REQUIRED WORK:
Copy out only the rows below from the line with "the dark jacket." up to and including the line with "x=374 y=282", requests included, and shift every coordinate in the answers up by 129.

Pointing dataset records
---------------

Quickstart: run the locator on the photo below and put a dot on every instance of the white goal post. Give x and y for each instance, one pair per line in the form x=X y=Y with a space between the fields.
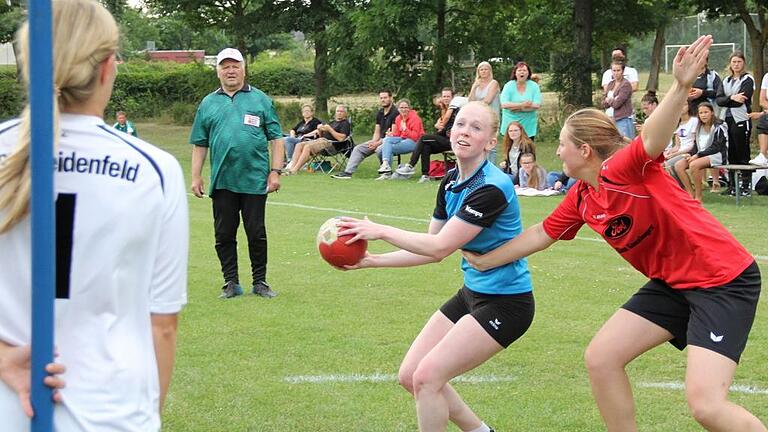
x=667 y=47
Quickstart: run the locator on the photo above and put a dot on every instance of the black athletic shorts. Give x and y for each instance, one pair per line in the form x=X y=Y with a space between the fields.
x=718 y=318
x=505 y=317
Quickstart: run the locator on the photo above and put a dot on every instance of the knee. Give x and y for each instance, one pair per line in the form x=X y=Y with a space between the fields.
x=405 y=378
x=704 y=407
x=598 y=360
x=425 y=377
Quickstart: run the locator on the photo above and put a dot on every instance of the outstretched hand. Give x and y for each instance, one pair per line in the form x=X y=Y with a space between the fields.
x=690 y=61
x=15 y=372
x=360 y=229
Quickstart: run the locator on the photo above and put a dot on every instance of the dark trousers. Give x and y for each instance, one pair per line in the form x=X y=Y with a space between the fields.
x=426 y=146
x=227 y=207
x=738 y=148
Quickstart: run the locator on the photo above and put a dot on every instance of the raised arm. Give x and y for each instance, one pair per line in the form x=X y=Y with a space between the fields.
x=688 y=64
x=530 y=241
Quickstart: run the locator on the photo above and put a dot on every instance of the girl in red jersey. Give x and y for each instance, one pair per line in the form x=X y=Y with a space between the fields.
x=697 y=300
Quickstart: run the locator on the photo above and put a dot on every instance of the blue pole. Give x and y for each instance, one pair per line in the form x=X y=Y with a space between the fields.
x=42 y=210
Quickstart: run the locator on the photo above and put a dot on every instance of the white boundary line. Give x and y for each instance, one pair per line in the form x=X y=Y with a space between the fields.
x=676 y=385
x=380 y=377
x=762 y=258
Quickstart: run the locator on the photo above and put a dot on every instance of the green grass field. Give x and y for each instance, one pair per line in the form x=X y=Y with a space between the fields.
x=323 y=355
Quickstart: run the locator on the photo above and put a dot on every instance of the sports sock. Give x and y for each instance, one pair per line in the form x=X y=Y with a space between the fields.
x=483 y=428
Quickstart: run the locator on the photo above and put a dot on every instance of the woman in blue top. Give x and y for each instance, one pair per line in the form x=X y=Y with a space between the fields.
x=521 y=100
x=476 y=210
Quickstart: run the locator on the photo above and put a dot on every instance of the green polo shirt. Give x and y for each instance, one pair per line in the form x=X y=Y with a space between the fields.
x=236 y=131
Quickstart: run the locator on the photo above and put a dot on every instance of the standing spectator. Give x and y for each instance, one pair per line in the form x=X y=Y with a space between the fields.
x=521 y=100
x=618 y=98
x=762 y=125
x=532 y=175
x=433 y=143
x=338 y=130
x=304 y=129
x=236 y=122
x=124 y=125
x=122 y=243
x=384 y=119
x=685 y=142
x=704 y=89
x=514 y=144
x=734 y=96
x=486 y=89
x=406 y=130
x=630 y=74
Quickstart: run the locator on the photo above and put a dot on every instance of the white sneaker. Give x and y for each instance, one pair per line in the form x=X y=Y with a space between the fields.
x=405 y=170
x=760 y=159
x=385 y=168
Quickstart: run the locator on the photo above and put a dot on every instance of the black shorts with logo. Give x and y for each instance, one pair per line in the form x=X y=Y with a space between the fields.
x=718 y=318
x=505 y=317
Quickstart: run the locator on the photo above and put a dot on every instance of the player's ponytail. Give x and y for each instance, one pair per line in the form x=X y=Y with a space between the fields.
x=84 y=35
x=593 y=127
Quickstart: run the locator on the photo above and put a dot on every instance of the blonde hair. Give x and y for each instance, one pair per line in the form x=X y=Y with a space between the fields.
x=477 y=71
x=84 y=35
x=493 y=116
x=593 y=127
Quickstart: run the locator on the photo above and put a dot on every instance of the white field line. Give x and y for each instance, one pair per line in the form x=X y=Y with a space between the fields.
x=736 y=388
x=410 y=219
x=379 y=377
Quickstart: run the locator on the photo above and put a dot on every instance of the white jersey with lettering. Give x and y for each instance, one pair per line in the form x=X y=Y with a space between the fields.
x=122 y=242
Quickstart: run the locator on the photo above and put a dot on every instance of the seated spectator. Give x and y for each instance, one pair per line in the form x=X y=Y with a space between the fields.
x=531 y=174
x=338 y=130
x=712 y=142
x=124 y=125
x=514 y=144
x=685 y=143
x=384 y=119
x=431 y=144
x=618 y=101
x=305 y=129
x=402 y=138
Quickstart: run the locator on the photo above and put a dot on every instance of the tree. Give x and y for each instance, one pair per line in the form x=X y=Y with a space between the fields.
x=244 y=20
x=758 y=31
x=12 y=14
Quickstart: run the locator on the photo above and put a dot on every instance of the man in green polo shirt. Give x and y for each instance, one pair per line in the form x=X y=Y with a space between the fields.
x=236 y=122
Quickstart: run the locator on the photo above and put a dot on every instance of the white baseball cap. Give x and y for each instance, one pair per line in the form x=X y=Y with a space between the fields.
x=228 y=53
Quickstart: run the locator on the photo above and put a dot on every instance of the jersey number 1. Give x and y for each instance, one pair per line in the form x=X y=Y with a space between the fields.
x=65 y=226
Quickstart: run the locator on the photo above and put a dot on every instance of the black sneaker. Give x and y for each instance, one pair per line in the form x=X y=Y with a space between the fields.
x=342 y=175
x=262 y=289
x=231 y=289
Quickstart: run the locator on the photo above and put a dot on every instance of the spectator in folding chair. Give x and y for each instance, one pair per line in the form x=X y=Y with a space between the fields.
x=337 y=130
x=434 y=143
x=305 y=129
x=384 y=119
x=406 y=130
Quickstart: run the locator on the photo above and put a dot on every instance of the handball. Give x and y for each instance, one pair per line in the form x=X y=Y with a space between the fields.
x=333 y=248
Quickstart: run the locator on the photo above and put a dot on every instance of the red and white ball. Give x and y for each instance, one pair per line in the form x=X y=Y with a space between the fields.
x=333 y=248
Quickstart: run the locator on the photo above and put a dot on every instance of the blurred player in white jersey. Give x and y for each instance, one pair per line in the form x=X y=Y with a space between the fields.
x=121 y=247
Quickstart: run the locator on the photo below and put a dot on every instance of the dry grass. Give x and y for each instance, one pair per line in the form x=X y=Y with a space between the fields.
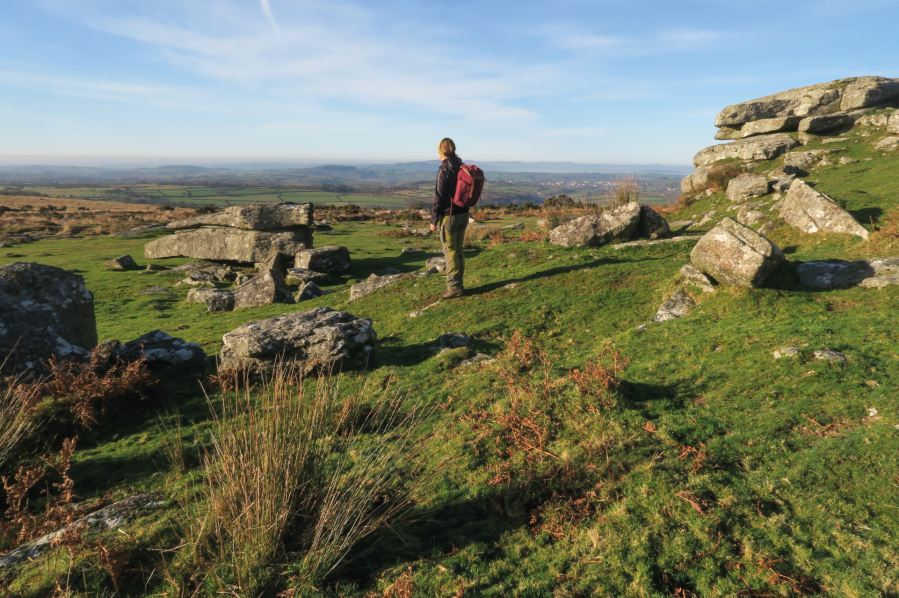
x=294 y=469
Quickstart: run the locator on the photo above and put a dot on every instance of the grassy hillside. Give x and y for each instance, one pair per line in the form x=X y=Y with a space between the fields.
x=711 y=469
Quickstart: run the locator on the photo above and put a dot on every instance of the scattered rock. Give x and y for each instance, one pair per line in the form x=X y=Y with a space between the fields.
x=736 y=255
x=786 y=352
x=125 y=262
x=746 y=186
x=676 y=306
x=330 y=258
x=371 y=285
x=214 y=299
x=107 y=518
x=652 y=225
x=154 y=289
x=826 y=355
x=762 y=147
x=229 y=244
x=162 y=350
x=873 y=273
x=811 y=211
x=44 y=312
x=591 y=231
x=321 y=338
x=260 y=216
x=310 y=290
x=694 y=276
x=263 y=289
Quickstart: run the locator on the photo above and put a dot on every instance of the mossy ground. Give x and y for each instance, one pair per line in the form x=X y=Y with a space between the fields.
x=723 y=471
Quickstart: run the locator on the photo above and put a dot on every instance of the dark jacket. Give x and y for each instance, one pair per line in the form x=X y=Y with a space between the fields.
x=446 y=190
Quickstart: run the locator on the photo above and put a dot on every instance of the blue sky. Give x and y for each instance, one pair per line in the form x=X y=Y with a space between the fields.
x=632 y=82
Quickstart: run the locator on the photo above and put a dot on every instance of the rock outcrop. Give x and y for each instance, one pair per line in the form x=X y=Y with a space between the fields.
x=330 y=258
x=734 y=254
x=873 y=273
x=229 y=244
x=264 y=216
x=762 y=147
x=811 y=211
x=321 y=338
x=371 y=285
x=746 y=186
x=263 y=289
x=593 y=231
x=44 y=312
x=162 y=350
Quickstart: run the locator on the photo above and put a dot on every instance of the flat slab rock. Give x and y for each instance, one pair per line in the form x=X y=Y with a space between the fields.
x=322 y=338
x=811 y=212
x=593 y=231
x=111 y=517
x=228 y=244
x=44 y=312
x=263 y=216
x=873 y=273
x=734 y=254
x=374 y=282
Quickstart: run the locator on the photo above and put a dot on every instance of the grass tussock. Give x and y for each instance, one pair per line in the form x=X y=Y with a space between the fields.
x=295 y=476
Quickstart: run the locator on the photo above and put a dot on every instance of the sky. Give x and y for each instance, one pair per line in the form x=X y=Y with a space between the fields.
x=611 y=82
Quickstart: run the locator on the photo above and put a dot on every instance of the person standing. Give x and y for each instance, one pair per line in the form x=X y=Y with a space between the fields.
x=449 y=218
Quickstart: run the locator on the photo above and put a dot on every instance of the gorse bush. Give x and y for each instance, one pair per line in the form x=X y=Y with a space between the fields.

---------------

WRITTEN SOLUTION:
Quickstart: run the locator on the photo above and put a dot on every instance of the dark jacket. Give x and y for each instance, one pair per line in the form x=X y=Y with a space between the fields.
x=575 y=319
Quickstart: run the locator on the photo above and put a dot on every instance of the blue sky. Give x and y for each instance, one pair per line in the form x=X y=Y with a space between the fields.
x=761 y=211
Quickstart: run the locator on the photo above and put a dot on every instance of the rock outcrop. Give x and y for each instance, one pair per line in the form x=X y=Y with a space between the fields.
x=459 y=387
x=863 y=383
x=1002 y=402
x=358 y=373
x=393 y=345
x=891 y=276
x=940 y=340
x=450 y=467
x=500 y=414
x=875 y=315
x=392 y=418
x=722 y=360
x=173 y=441
x=291 y=479
Quickstart: run the locator on the photo above and put a dot on every instance of the flat slab rock. Give x and y for each instance, one pair per line in the form x=X y=Y with a space between the fields.
x=451 y=467
x=940 y=341
x=722 y=360
x=240 y=646
x=357 y=373
x=173 y=441
x=392 y=345
x=1002 y=402
x=863 y=383
x=503 y=411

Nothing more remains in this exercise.